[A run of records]
◇ ◇ ◇
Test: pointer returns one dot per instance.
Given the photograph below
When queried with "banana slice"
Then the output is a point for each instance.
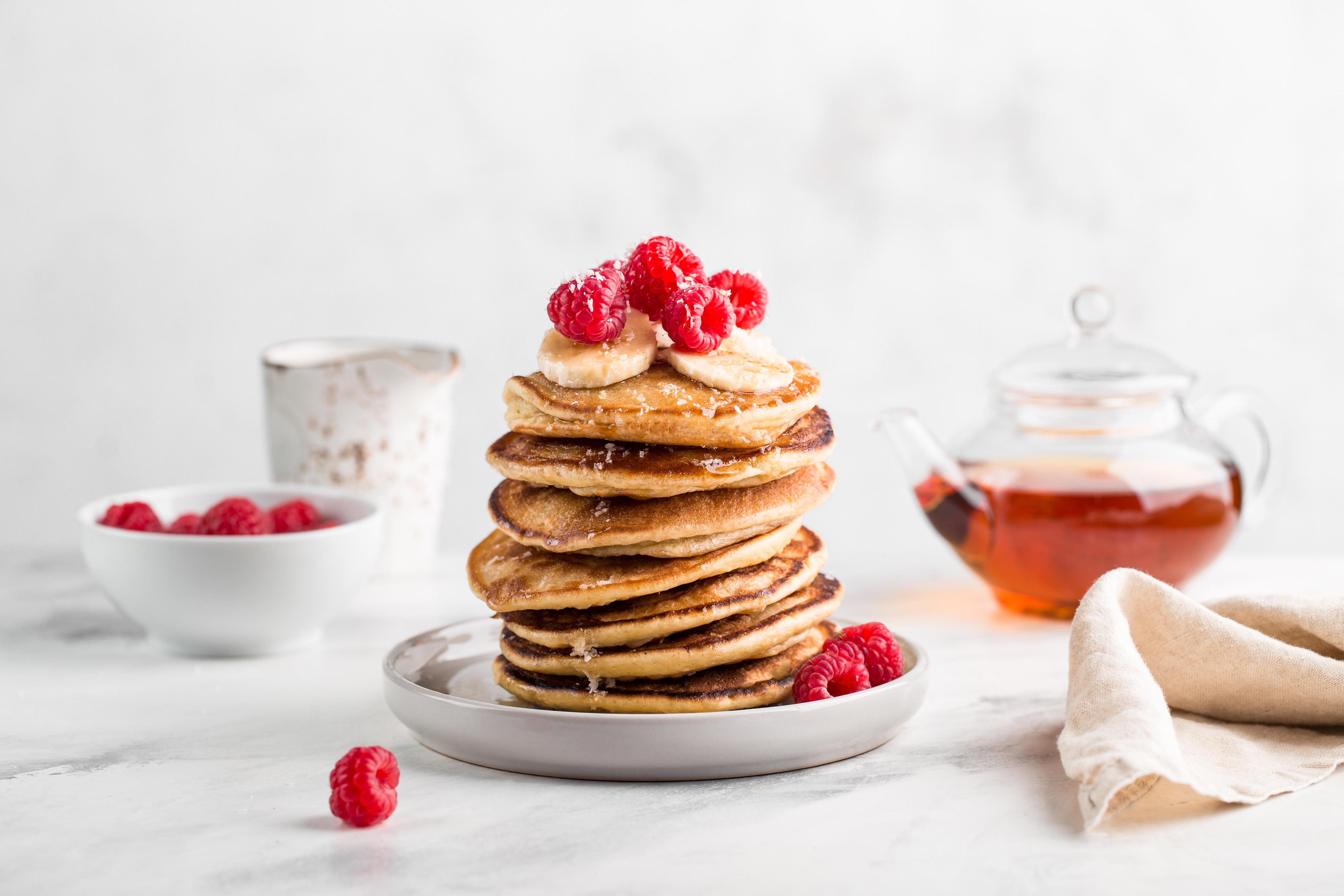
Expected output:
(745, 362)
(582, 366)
◇ ◇ ◇
What is required ▸ Copy out every line of the records above word for word, leaving out the pictures.

Complete answer ▸
Test: pointer returns one dot per instance.
Given the photograph below
When queried with "banana slice"
Then the output is a point for each instance.
Expected output:
(745, 362)
(582, 366)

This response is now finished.